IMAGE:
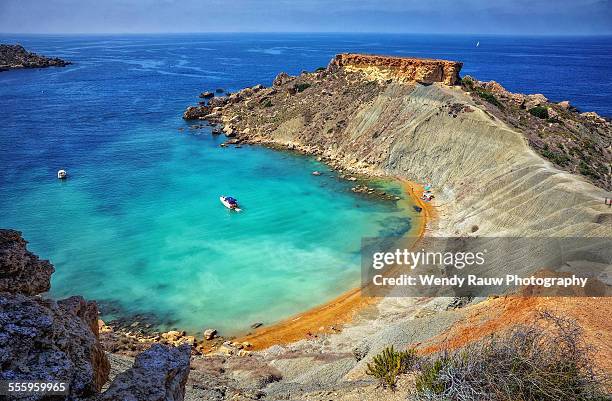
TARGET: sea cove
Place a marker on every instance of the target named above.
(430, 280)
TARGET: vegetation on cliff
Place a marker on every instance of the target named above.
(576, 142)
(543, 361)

※ ※ ※

◆ TASK DIRECTIONS ◆
Change every "marker" in the records above to "pin" and write out the lines again with nothing else altered. Leave the pictures out.

◆ RESULT ◆
IMAGE:
TARGET: sea cove
Place a pin on every instance of the target named above.
(430, 280)
TARGET: vegetation on cliff
Place a pin on every instance of the target named above.
(576, 142)
(543, 361)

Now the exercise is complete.